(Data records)
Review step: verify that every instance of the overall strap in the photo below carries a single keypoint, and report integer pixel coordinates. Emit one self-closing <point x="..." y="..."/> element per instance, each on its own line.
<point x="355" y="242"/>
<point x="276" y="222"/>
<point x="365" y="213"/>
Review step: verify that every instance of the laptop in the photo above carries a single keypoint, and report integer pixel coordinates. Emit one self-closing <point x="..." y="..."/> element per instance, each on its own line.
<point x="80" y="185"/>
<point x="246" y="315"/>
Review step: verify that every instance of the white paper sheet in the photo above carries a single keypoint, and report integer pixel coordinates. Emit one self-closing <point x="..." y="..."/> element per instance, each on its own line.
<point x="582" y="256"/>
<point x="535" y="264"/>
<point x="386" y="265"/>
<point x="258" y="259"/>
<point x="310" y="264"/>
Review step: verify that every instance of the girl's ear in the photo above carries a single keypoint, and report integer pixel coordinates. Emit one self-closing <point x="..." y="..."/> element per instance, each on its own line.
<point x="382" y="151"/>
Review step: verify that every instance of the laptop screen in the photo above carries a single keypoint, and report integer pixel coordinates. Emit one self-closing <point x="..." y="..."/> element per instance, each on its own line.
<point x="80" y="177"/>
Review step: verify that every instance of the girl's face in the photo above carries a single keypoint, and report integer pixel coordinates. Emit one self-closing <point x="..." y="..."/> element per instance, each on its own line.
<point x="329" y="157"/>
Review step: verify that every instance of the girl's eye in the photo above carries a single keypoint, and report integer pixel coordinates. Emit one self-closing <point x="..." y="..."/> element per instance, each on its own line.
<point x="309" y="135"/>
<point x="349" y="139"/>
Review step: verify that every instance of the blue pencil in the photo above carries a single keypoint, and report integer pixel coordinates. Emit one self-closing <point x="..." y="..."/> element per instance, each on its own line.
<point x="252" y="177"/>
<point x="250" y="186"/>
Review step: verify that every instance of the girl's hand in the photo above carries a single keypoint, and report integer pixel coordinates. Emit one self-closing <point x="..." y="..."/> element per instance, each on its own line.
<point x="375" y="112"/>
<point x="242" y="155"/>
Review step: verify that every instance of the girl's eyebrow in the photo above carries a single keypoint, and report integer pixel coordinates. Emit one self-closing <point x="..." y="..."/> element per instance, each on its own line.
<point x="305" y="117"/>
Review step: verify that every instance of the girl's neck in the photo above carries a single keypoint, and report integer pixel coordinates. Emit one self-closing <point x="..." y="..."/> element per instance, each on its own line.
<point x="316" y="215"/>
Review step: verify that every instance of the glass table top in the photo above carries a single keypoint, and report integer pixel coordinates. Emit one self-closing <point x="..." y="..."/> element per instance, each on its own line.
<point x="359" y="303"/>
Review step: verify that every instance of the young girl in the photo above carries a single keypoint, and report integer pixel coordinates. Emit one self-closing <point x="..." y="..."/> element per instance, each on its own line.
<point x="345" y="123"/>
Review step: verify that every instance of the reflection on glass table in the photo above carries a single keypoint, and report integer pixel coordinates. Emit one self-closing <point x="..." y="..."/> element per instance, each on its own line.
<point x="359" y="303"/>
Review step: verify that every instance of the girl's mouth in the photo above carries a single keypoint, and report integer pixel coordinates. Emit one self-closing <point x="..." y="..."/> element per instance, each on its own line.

| Task instructions |
An exact copy of all the records above is needed.

| Result for this task |
Review step: verify that every instance of the overall strap in the photo below carries a single keypoint, and report integer pixel coordinates. Emit one self-closing <point x="..." y="..."/> element per instance, each on its own line.
<point x="355" y="242"/>
<point x="276" y="222"/>
<point x="365" y="213"/>
Review step: verify that every instance of the laptop in the photo above carries a single keypoint, and report integer pixel coordinates. Emit one self-closing <point x="..." y="..."/> element per instance, each on its own line.
<point x="80" y="185"/>
<point x="246" y="315"/>
Review step: verify that every instance of the white paper sheet in the photo above carries a single keypoint, and report integer pixel coordinates. Emit one self-closing <point x="..." y="..."/> element per instance, each on its own line.
<point x="582" y="256"/>
<point x="535" y="264"/>
<point x="386" y="265"/>
<point x="258" y="259"/>
<point x="310" y="264"/>
Review step: verify that every instance of the girl's ear in the photo above carries a single keypoint, and report integer pixel coordinates. Emit one self-closing <point x="..." y="..."/> element per instance, each on its own line.
<point x="382" y="151"/>
Review step: verify that every instance of the laptop screen in the photo above carries a single keypoint, and report integer pixel coordinates. Emit one self-closing <point x="..." y="..."/> element per instance, each on its own line.
<point x="80" y="177"/>
Review step: verify that every instance of the girl's face in the photo above carries a single keypoint, and report integer pixel coordinates. Emit one self-closing <point x="..." y="..."/> element per instance, each on its own line.
<point x="329" y="157"/>
Review step: verify that every instance of the girl's eye in the photo above carries a single keypoint, and report integer pixel coordinates. Emit one self-closing <point x="..." y="..."/> element per instance, each on its own line.
<point x="309" y="135"/>
<point x="349" y="139"/>
Review step: verify that every instance of the blue pencil in the photo above carries a single keypoint, and report integer pixel coordinates. Emit one self-closing <point x="..." y="..."/> element per instance, each on its own line.
<point x="252" y="177"/>
<point x="250" y="186"/>
Review step: verify that every instance of the girl's hand in the photo above carries a single keypoint, and report integer pixel coordinates. Emit one self-closing <point x="..." y="..."/> element per instance, each on its own line.
<point x="375" y="112"/>
<point x="242" y="155"/>
Review step: verify that every instance of the girl's eyebrow in the photo above carries a single keypoint, and report integer pixel coordinates. Emit one self-closing <point x="..." y="..."/> element per instance, each on its own line.
<point x="305" y="117"/>
Review step: verify that every instance of the girl's neck in the photo above carries a single keypoint, and report integer pixel coordinates. Emit one self-closing <point x="..." y="..."/> element per instance, each on its own line.
<point x="316" y="215"/>
Review step: verify that every instance of the glass table top in the photo above carries a single keypoint, and report integer pixel coordinates. Emit one self-closing <point x="..." y="..."/> element per instance, each on its own line.
<point x="359" y="303"/>
Review step: verify that every instance of the young girl in the photo above carries a single keypoint, and report integer pixel coordinates. Emit one self-closing <point x="..." y="..."/> element per instance, each on its own line.
<point x="345" y="123"/>
Review step: verify that every instance of the reflection on glass table in the photo above carries a single keypoint, and report integer pixel coordinates. Emit one self-closing <point x="..." y="..."/> element per instance, each on its own line.
<point x="359" y="303"/>
Review step: verify that every instance of the girl's mouth in the photo above carries a single keypoint, and report integer pixel coordinates. Emit one self-closing <point x="..." y="..."/> element per instance, each on its own line.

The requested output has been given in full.